#### [SOURCE RECORDS]

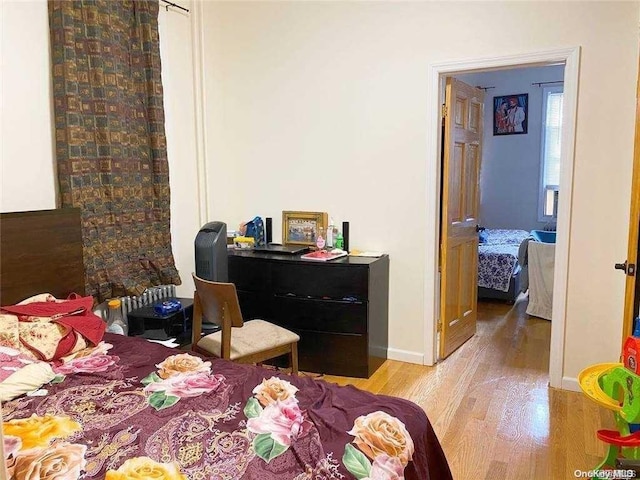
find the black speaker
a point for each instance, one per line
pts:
(345, 235)
(269, 228)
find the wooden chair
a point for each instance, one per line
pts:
(252, 342)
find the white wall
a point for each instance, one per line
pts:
(27, 136)
(510, 169)
(28, 174)
(322, 106)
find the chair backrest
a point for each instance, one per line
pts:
(219, 302)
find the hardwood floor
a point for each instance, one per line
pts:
(491, 406)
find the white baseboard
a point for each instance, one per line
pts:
(405, 356)
(570, 383)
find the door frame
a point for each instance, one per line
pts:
(570, 57)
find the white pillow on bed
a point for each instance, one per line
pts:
(20, 374)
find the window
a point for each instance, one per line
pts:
(550, 162)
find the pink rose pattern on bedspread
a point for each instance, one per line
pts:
(131, 409)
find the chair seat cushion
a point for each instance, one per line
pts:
(253, 337)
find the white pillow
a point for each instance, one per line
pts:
(29, 378)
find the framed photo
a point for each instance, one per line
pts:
(301, 228)
(510, 114)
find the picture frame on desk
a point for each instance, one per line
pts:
(301, 228)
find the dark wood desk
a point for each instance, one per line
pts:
(145, 322)
(340, 308)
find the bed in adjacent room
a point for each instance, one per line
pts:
(128, 407)
(500, 273)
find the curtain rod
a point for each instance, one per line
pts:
(174, 5)
(547, 83)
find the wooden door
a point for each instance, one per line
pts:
(462, 152)
(632, 293)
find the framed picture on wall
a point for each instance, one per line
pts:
(510, 114)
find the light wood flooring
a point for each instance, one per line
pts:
(491, 406)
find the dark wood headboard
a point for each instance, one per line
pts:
(40, 252)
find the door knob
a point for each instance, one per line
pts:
(626, 267)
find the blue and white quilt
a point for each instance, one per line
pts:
(498, 257)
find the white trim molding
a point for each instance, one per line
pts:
(570, 57)
(405, 356)
(571, 384)
(197, 42)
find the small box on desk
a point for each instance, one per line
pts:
(146, 322)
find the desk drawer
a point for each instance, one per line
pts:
(248, 274)
(319, 281)
(320, 315)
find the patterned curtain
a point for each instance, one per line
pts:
(110, 140)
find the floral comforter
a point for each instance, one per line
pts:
(131, 409)
(498, 258)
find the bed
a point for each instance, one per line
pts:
(128, 408)
(500, 274)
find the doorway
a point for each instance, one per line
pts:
(570, 59)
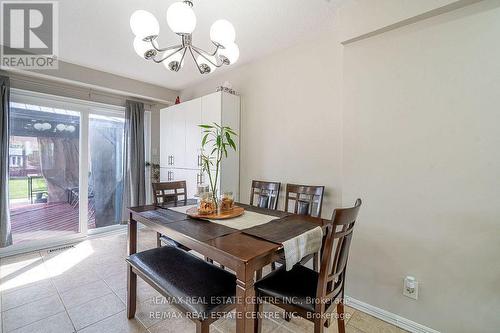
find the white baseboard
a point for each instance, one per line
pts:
(387, 316)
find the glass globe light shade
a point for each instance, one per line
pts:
(144, 24)
(231, 52)
(206, 65)
(222, 32)
(141, 46)
(173, 62)
(181, 18)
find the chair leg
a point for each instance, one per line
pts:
(316, 262)
(318, 325)
(340, 316)
(258, 275)
(202, 327)
(259, 309)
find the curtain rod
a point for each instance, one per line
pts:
(81, 88)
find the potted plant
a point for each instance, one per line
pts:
(215, 143)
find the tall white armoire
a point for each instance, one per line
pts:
(180, 141)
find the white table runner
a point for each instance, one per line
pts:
(245, 221)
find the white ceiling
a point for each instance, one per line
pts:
(96, 33)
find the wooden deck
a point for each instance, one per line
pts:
(39, 221)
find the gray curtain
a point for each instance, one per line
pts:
(5, 228)
(134, 192)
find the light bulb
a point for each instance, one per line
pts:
(231, 52)
(144, 24)
(141, 47)
(222, 32)
(181, 18)
(173, 63)
(205, 65)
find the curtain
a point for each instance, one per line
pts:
(134, 192)
(5, 228)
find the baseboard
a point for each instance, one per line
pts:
(387, 316)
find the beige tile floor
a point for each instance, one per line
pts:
(83, 289)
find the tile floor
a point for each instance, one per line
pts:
(83, 289)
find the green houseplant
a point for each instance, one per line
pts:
(215, 143)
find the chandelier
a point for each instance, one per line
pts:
(182, 20)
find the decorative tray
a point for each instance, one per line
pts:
(235, 212)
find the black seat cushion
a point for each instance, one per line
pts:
(297, 286)
(170, 242)
(195, 285)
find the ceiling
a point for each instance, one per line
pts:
(96, 33)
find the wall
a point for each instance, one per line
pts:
(421, 109)
(406, 119)
(290, 118)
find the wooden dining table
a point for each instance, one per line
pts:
(242, 253)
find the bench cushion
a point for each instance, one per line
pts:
(196, 285)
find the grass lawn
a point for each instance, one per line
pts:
(18, 187)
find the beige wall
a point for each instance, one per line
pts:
(421, 110)
(414, 135)
(290, 118)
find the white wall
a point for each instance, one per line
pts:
(407, 121)
(421, 138)
(290, 118)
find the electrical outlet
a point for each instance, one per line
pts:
(410, 287)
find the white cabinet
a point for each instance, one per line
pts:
(180, 146)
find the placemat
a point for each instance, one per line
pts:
(163, 216)
(279, 231)
(201, 230)
(247, 220)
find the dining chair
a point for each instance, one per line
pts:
(202, 291)
(265, 194)
(303, 200)
(166, 192)
(310, 294)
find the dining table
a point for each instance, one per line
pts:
(243, 253)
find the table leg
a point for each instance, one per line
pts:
(245, 295)
(131, 276)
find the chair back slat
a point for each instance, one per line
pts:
(335, 253)
(169, 192)
(306, 200)
(265, 194)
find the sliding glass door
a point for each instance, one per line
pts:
(66, 167)
(106, 139)
(44, 163)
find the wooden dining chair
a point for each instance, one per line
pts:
(265, 194)
(304, 199)
(312, 295)
(166, 192)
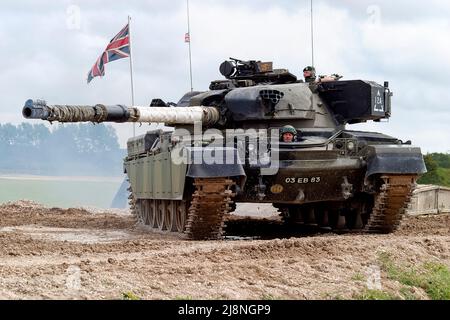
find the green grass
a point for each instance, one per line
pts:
(358, 277)
(375, 295)
(433, 278)
(444, 174)
(184, 298)
(60, 193)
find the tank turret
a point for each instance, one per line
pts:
(324, 176)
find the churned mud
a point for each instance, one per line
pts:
(52, 253)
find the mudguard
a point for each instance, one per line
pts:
(203, 164)
(394, 159)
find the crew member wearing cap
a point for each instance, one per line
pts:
(288, 133)
(309, 73)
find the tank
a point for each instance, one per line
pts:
(225, 148)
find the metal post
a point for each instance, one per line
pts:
(190, 59)
(131, 72)
(312, 37)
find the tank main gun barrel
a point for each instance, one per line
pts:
(38, 109)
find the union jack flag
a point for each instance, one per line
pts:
(118, 48)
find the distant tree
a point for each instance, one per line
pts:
(432, 176)
(66, 149)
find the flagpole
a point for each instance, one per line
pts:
(131, 72)
(312, 37)
(190, 58)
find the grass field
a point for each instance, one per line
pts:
(61, 192)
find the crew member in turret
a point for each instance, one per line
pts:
(309, 73)
(288, 134)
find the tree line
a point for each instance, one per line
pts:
(438, 167)
(65, 149)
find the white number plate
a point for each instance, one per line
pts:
(292, 180)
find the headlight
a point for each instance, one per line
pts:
(350, 145)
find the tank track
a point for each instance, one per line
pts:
(210, 202)
(200, 219)
(380, 214)
(390, 203)
(203, 217)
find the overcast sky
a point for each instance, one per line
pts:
(49, 46)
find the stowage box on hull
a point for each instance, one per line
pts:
(143, 143)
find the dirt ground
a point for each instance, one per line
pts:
(51, 253)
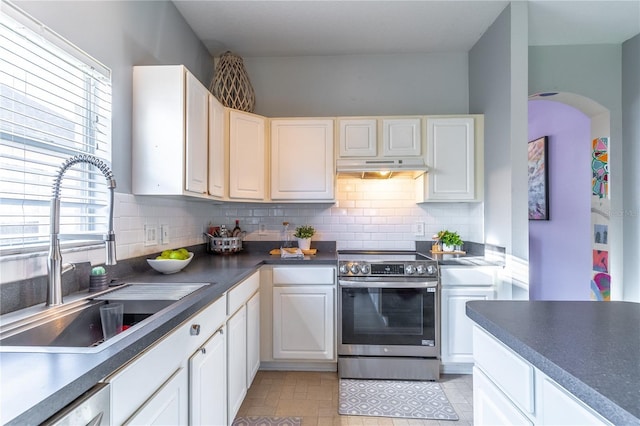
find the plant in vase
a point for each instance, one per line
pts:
(303, 234)
(450, 241)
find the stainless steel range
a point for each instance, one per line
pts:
(388, 316)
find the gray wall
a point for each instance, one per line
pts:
(631, 164)
(497, 89)
(121, 34)
(399, 84)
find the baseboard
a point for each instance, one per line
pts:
(457, 368)
(298, 366)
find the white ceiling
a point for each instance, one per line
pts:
(329, 27)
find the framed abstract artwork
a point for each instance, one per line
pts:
(538, 179)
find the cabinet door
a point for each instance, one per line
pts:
(217, 151)
(457, 328)
(451, 159)
(358, 138)
(558, 407)
(491, 406)
(208, 383)
(253, 338)
(246, 156)
(303, 325)
(302, 160)
(196, 135)
(168, 406)
(236, 361)
(401, 137)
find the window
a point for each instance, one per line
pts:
(55, 102)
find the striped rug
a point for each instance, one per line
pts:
(267, 421)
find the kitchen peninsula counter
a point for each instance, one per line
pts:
(35, 385)
(592, 349)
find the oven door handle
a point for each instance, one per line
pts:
(387, 284)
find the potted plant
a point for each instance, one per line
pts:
(303, 234)
(451, 241)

#### [STATED TASK]
Only the lines from the one containing "find the gray wall" to the end of the data should be printed, exactly as they stand.

#### [CORRECT OUTPUT]
find the gray wall
a point for each instance, one per line
pts:
(631, 164)
(497, 89)
(121, 34)
(399, 84)
find the baseboard
a point for each instance, one per line
pts:
(457, 368)
(298, 366)
find the white ceiling
a point for each instance, one per line
pts:
(329, 27)
find the framed abstract artwork
a point for each instance, one per line
pts:
(538, 179)
find the cabinet door
a point for each instance, one per line
pts:
(217, 151)
(457, 328)
(451, 159)
(358, 138)
(558, 407)
(491, 406)
(208, 383)
(253, 338)
(246, 156)
(303, 325)
(302, 160)
(196, 135)
(168, 406)
(236, 361)
(401, 137)
find the window
a point for each instance, one per line
pts:
(55, 102)
find the striped rug
a point for each instance, one per line
pts:
(267, 421)
find the kitchen peninsula counter
a point for each instance, one per line
pts:
(35, 385)
(592, 349)
find the oven door handle
a point for each instance, one per line
pts:
(387, 284)
find the potted plant
a point for each instance, one per line
pts:
(303, 234)
(451, 241)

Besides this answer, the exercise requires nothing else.